## Begin

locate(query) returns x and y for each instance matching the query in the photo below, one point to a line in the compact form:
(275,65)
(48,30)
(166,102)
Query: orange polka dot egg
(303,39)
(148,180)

## End

● **Description of the task**:
Revise the items above so that "instance" becomes "occurrence", leaving every other part unchanged.

● **Result of the task**:
locate(query) returns x and y for each occurrence matching the query in the photo below, one point to a line in the compact form:
(275,65)
(48,30)
(166,102)
Query: orange polka dot egg
(303,39)
(148,180)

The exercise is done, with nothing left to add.